Task goal >>
Format every line from the one containing "Indicate every instance of the grass" through the final row as a numbered list, omitting blank lines.

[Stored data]

[BEGIN]

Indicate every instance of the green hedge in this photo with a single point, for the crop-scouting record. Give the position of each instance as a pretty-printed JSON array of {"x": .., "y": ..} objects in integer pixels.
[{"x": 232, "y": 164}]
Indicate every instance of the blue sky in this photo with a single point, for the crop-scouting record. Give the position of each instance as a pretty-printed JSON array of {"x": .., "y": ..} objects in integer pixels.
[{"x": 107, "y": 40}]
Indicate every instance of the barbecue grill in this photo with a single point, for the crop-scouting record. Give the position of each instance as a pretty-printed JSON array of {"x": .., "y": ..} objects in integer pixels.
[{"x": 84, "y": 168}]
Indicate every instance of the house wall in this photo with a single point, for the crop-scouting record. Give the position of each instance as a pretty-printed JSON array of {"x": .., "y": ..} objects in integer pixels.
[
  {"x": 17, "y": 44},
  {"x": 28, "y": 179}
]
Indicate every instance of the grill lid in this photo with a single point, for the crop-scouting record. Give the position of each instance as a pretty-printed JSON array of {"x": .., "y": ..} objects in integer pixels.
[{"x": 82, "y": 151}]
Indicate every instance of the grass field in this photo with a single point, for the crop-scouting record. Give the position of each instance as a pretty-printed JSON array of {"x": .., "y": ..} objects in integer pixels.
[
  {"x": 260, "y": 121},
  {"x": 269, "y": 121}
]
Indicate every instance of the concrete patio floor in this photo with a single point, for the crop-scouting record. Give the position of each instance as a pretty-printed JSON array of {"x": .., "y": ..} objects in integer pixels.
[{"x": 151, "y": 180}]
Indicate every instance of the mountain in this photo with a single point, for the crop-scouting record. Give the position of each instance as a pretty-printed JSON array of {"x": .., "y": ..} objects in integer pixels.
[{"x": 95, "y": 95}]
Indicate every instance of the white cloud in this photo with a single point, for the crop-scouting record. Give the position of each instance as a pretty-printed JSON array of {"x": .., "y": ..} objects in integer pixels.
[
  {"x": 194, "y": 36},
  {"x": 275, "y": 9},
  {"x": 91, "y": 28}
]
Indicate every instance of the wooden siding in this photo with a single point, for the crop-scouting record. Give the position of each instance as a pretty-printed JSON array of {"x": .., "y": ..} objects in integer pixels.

[END]

Response to this task >>
1. Indicate every instance of the grass field in this photo with a single point, for the crop-scouting record. Give the position of each instance as a pretty-printed JSON array of {"x": .., "y": ..} objects in integer pixels.
2. [
3.   {"x": 260, "y": 121},
4.   {"x": 269, "y": 121}
5. ]
6. Indicate every instance of the concrete patio floor in this photo with a single point, for the crop-scouting record. Give the position of each instance as a pretty-printed JSON array of {"x": .., "y": ..} objects in integer pixels.
7. [{"x": 151, "y": 180}]
8. Indicate every instance of the mountain in this photo with a single point, for the crop-scouting record. Give the position of each instance as a pretty-printed JSON array of {"x": .., "y": ..} objects in integer pixels.
9. [{"x": 95, "y": 95}]
10. Indicate every instance of the white cloud in this photo with a single point, for the crop-scouting record. Give the position of each instance as a pretty-printed JSON array of {"x": .., "y": ..} objects in integer pixels.
11. [
12.   {"x": 194, "y": 36},
13.   {"x": 275, "y": 9},
14.   {"x": 91, "y": 28}
15. ]
16. Indicate every instance of the wooden siding in this photo with a single point, for the crop-scouting record. Give the position of each instance as a pretty-printed JSON array of {"x": .., "y": ..} objects in integer pixels.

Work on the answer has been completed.